• _PROBLEM TO SOLVE_: When transcribing the entries, keep each one exactly as it is.

• _DATA_:
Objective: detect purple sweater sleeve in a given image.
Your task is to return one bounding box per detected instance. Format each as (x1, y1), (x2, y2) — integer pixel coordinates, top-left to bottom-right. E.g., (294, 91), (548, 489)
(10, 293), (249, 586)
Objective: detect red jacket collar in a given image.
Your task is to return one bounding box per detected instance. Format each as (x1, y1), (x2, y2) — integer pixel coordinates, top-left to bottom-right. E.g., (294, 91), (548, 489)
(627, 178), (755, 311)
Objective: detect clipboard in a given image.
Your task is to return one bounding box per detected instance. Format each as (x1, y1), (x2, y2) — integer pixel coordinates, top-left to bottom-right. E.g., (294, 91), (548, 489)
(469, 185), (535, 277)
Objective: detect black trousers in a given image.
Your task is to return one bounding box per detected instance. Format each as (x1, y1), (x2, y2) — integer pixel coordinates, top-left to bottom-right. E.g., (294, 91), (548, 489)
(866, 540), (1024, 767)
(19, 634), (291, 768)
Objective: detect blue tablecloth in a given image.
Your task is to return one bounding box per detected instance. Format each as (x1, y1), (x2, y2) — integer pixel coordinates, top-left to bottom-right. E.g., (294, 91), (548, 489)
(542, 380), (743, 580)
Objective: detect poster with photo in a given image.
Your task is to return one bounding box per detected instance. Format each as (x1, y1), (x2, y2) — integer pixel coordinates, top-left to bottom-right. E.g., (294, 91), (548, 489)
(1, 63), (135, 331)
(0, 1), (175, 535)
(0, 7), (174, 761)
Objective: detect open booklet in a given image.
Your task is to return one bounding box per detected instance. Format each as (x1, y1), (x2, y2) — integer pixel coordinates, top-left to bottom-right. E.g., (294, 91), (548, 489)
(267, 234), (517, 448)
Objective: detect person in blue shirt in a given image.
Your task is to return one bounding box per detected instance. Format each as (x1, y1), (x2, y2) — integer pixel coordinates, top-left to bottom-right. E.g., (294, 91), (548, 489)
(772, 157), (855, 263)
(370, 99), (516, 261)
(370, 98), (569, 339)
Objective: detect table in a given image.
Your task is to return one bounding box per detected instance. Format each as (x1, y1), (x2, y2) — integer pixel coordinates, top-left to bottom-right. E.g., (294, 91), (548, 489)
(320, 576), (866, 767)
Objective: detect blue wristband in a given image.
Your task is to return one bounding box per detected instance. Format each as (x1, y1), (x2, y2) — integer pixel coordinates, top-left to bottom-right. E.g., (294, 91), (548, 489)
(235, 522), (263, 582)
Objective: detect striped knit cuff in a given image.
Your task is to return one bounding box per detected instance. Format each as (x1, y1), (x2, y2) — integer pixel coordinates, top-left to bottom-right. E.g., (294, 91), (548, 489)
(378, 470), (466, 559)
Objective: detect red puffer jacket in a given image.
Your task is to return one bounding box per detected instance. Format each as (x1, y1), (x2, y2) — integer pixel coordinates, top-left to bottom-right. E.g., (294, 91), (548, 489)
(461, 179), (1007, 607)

• _REPLY_:
Objective: detect purple sweater sleeve in a given image.
Your task is to return one bounding box per detected instance. Format each as (x1, y1), (x2, y2) — integer pixel coordinates, top-left to bottom-right. E.g., (294, 91), (548, 489)
(10, 293), (249, 586)
Objective: detect red jacket collar in a given image.
Your task is to return one bounding box per detected instance. Format each as (x1, y1), (x2, y2) — integer pixel coordinates, top-left to bottom-right. E.g., (294, 91), (548, 489)
(627, 178), (755, 311)
Objective: detect clipboard in a given image.
Your task is to return one bounding box per detected instance. Format each as (x1, y1), (x2, y2) — integer pixel coordinates, top-left to bottom-right. E.g., (294, 91), (548, 489)
(469, 185), (535, 277)
Objective: detect black trousers in a given image.
Your task is to return one bounding box per detected instance. Format each as (x1, y1), (x2, y2) — integer pixel coordinates, top-left to bottom-right. E.g., (294, 91), (548, 489)
(866, 540), (1024, 767)
(19, 634), (291, 768)
Objective: detect blue tablecloth in a given image.
Your task is to return one bounding box per detected instance. Format each as (x1, y1), (x2, y2) — integer pixel coordinates, top-left to bottom-right. E.g., (294, 91), (548, 489)
(542, 380), (743, 580)
Objective: detect poster with photo in a given image.
Your task is to return one bounding box per detected instance. Format each as (x1, y1), (x2, y2) — integer pixel coordinates, top-left to bottom-right. E.g., (294, 91), (548, 489)
(1, 63), (135, 331)
(0, 1), (175, 535)
(0, 7), (174, 761)
Objective: detect open booklet in a given image.
Your task is to return one bounding box per detected instance. Format each as (x1, y1), (x2, y2) — integer pixel coordinates, top-left to bottom-right. E.g., (294, 91), (548, 489)
(267, 234), (517, 448)
Objective: detect person in blue shirt in a given image.
Your task is to return one bounding box per detected instance. Format each as (x1, y1), (x2, y2) — integer pixel coordinates, top-left to bottom-right. E.g., (294, 91), (548, 489)
(772, 157), (855, 263)
(370, 99), (516, 261)
(370, 98), (569, 339)
Objective: detect table in a given image.
Your task is to return one bounding box per detected instance. Format each as (x1, y1), (x2, y2) — integer pixel coordinates, top-left to bottom-right. E.g., (294, 91), (548, 489)
(320, 576), (866, 767)
Objective: detect blue wristband in a given image.
Your task is to return one bounding box per detected instance. Format each as (x1, y1), (x2, y2) — integer pixel coordinates, top-left to bottom-right. E.g., (294, 91), (548, 489)
(235, 522), (263, 582)
Objective: detect striped knit cuff in a given image.
Your task is to return one bounding box per detected instance. Format each as (x1, y1), (x2, y2) — integer pixel coordinates, top-left to bottom-right. E.g., (294, 91), (548, 489)
(378, 470), (466, 559)
Objective: detect red puffer jacket in a given image.
Your task is to return one bounding box per detected instance. Format each as (x1, y1), (x2, y2) — integer pixel coordinates, top-left to bottom-right. E.g., (294, 91), (548, 489)
(461, 179), (1007, 607)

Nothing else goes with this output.